(Entries drawn from a collection)
------------------------------------

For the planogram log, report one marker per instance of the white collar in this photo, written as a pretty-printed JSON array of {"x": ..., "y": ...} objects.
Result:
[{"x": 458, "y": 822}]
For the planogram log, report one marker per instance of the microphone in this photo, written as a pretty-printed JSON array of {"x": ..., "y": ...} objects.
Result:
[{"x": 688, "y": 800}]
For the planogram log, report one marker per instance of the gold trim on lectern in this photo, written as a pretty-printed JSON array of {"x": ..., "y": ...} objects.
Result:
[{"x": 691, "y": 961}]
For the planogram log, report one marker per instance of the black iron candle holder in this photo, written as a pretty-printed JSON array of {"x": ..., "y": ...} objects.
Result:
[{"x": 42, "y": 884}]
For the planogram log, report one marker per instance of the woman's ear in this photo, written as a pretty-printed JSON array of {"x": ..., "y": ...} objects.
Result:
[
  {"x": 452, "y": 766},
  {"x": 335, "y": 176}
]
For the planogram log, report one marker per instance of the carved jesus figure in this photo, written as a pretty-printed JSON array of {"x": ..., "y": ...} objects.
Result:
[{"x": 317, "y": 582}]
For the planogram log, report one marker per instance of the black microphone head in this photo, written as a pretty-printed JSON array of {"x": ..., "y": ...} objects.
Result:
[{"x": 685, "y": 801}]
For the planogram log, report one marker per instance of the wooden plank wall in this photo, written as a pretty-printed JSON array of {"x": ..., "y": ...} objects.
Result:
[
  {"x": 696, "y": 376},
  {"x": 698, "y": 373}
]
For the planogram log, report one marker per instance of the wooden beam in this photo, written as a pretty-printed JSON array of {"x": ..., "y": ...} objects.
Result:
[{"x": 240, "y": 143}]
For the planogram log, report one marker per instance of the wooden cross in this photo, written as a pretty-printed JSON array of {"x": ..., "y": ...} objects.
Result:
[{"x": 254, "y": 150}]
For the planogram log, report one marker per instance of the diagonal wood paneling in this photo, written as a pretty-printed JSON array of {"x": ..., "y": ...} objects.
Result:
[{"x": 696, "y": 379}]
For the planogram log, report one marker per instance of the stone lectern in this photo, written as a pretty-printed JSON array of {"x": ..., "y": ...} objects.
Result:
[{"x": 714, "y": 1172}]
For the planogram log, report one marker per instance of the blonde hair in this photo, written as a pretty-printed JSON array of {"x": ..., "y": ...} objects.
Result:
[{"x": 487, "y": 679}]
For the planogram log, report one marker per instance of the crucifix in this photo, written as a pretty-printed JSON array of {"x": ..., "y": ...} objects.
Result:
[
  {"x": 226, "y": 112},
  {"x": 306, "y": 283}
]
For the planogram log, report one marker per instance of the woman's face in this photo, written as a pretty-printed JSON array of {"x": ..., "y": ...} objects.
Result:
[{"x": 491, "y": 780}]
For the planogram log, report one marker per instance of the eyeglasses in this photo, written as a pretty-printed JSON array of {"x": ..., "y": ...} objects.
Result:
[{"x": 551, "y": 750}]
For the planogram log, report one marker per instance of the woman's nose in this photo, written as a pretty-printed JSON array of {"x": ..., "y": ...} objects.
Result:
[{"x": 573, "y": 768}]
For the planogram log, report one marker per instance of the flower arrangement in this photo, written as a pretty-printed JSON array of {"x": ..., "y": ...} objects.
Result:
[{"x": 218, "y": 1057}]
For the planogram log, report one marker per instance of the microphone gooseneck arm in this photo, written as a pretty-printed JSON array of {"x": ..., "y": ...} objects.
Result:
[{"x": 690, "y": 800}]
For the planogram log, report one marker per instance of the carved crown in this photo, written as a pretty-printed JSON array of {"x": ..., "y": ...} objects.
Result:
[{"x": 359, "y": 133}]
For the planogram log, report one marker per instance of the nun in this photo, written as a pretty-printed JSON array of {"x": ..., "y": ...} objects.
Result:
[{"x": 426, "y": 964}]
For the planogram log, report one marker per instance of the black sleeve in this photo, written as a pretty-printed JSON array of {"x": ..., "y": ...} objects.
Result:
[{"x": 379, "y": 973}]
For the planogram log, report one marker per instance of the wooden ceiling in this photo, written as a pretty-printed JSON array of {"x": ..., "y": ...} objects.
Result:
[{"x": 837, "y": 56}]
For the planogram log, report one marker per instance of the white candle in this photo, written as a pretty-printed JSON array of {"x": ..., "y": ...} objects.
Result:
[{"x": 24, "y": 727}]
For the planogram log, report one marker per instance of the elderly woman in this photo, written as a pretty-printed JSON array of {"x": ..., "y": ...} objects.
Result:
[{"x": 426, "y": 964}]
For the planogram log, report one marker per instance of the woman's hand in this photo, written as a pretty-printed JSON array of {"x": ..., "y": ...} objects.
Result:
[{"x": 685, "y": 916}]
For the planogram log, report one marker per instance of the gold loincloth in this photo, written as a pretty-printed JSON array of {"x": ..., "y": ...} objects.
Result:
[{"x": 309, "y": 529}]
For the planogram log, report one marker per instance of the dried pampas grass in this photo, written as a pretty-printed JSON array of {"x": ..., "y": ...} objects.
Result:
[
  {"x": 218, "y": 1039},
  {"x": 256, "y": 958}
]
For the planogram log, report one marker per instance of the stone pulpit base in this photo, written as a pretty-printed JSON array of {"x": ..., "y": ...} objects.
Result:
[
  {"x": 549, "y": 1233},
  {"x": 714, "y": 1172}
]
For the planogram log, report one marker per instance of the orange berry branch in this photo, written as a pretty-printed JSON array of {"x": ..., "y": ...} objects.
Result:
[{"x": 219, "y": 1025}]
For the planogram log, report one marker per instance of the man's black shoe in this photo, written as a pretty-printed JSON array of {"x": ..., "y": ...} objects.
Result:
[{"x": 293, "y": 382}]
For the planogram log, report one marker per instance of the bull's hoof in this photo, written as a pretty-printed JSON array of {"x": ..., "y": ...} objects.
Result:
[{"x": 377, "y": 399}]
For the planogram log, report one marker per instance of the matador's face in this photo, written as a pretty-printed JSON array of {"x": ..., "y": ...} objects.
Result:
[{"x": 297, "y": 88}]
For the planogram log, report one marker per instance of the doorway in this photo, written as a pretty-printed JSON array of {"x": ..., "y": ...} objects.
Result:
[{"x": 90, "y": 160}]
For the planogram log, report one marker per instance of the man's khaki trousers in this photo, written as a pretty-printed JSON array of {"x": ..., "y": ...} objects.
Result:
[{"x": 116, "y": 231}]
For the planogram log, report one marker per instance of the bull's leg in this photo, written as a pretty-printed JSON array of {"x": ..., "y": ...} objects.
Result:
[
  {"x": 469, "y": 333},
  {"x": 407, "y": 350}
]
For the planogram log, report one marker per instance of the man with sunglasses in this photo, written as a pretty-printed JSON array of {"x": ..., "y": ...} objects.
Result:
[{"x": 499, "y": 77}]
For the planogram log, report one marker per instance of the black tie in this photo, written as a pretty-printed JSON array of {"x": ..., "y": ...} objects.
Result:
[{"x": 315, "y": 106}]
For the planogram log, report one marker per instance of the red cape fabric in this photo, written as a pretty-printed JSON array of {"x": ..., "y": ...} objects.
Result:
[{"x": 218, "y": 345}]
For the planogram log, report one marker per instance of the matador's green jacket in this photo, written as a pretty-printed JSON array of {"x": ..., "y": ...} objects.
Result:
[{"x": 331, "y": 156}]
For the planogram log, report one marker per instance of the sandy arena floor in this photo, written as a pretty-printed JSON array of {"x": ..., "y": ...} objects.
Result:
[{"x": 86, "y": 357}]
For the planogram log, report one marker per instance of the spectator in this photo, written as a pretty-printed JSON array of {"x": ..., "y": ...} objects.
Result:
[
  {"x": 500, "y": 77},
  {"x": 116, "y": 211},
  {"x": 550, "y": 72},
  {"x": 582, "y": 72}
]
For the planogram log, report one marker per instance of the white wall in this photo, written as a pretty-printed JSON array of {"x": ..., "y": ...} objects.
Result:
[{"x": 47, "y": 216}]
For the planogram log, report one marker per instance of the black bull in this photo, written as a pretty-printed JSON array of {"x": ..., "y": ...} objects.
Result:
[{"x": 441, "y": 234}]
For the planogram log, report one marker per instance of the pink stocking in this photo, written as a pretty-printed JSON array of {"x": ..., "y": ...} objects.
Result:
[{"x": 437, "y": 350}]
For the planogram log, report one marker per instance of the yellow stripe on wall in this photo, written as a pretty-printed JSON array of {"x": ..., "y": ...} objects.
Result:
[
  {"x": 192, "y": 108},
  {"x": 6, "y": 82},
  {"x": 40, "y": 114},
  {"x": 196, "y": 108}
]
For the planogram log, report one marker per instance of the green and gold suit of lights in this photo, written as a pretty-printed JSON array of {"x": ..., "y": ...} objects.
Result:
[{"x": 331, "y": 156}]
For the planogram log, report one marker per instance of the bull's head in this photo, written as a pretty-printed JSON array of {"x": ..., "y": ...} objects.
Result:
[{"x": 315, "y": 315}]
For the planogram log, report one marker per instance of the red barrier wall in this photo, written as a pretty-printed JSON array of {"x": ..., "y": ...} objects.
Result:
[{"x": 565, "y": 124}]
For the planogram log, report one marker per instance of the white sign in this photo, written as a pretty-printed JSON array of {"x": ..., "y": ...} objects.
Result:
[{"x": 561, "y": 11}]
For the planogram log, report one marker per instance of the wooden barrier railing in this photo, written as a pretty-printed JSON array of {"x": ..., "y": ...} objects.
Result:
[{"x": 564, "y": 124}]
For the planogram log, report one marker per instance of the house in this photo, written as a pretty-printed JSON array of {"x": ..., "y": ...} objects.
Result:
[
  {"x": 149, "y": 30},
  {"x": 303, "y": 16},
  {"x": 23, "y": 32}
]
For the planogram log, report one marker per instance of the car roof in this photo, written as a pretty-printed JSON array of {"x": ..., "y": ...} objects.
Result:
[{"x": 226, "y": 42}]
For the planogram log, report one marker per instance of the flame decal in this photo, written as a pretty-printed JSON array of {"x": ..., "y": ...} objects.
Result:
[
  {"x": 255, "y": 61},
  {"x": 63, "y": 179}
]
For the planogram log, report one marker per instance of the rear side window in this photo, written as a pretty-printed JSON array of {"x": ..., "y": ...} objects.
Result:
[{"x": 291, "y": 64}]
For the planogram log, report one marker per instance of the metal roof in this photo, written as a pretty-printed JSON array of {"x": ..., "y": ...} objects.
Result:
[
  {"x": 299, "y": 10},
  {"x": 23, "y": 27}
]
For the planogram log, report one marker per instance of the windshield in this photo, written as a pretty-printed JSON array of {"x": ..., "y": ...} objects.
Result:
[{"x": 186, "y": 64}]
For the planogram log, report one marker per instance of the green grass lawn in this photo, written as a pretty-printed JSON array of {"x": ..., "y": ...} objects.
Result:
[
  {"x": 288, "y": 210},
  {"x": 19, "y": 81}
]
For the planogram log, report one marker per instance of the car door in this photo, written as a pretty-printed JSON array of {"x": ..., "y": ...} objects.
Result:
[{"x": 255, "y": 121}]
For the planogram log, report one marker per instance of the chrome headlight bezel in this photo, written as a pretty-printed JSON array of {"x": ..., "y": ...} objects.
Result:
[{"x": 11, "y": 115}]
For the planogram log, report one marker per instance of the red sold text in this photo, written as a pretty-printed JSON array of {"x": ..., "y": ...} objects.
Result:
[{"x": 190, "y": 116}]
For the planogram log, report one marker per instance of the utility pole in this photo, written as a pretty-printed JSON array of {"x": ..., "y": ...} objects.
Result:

------------------------------------

**What you should do**
Begin at the line that has "the green grass" and stop at the end of the records, then write out every line in that span again, requests included. Shift each x and y coordinate in the answers up by 7.

**Reply**
For the planogram log, report one marker per instance of the green grass lawn in this photo, written as a pretty-printed JSON array of {"x": ..., "y": ...} objects.
Result:
[
  {"x": 295, "y": 217},
  {"x": 26, "y": 88}
]
For the planogram log, report one marker per instance of the car door in this photo, written as a pretty-printed JSON array of {"x": ..., "y": ...} objects.
Result:
[{"x": 262, "y": 128}]
For the planogram log, report one marker per instance of the chrome headlight bezel in this photo, written as a pretty-printed JSON array of {"x": ..., "y": ...} objects.
Result:
[{"x": 18, "y": 122}]
For the planogram log, report one marker per instance of the red sold text in this photo, written as a pretty-printed JSON array of {"x": ..., "y": ...} objects.
Result:
[{"x": 197, "y": 123}]
For the planogram log, report one marker per instance of the utility pole in this photo, written as a pretty-printed JSON array of {"x": ..., "y": ...} objects.
Result:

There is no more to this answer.